• _Extract provided_:
--- Begin ---

Yeah okay I get it. Me=Nerd. Peace out.

-dswain

Saturday, March 25, 2006

Computers Need Fixing

Ah! Haha yeah I have some good fixing to do on my Linux machines. I managed to make a real mess from some repo confusion on this machine. I suppose this could be resolved, but it's getting very full of programs not being well used. As for the server, well, that's just another thing in itself which needs repairing by far. So, over the next few days I better get back to working on that. I'm pretty lucky to have the Mac. It's not new, or powerful, but it gets the job done, and does it in a solid matter. I haven't managed to trash one of those systems yet haha. But, for the most part, that's about it computing wise.

Looking at a few more colleges today... sheesh.

Tomorrow will have been six whole months of dating... wow. Six whole months goes by quickly I can tell you that. Ah, love is too fun. Too money consuming though... oh well, it's much more well spent on her than it is on anything else, so fuck the money. It's worth the time, by any means so I'll give it out like it grows on trees I suppose. Good times, good times =)

--- End ---

• _Dataset records_:
--- Begin ---

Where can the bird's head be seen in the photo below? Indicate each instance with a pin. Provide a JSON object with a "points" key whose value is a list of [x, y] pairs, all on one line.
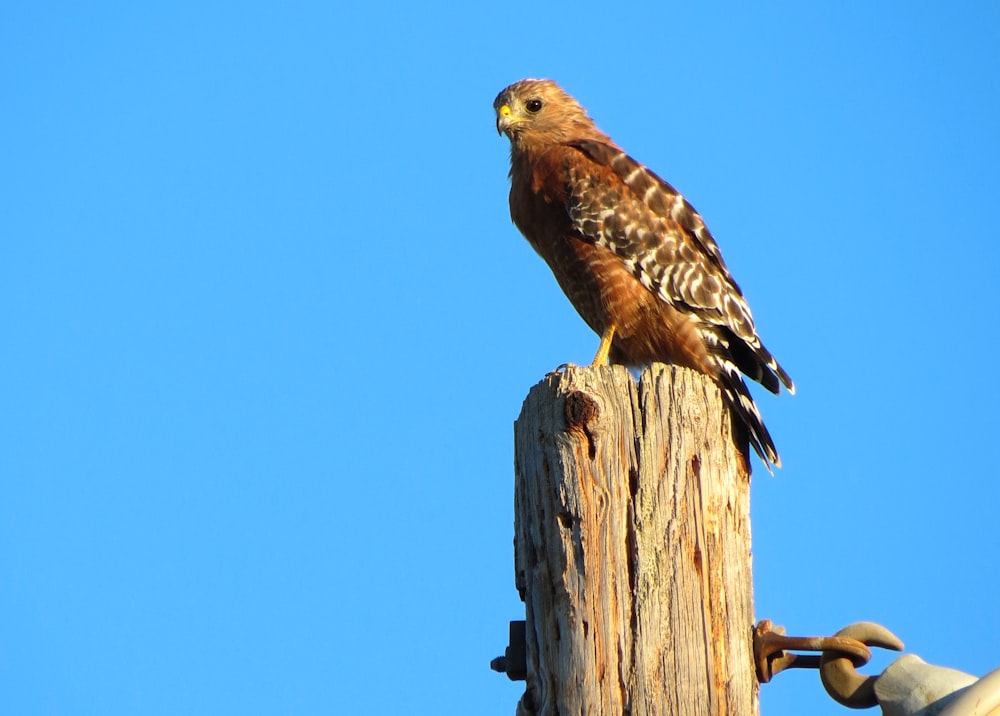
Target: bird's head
{"points": [[536, 112]]}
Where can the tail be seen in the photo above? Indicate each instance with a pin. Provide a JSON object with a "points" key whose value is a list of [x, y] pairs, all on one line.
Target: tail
{"points": [[736, 395], [753, 359]]}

--- End ---

• _Stated problem_:
Print the part of the blog post starting with "Looking at a" and going on through "good times =)", keeping every word and mark unchanged.

• _Result of the task_:
Looking at a few more colleges today... sheesh.

Tomorrow will have been six whole months of dating... wow. Six whole months goes by quickly I can tell you that. Ah, love is too fun. Too money consuming though... oh well, it's much more well spent on her than it is on anything else, so fuck the money. It's worth the time, by any means so I'll give it out like it grows on trees I suppose. Good times, good times =)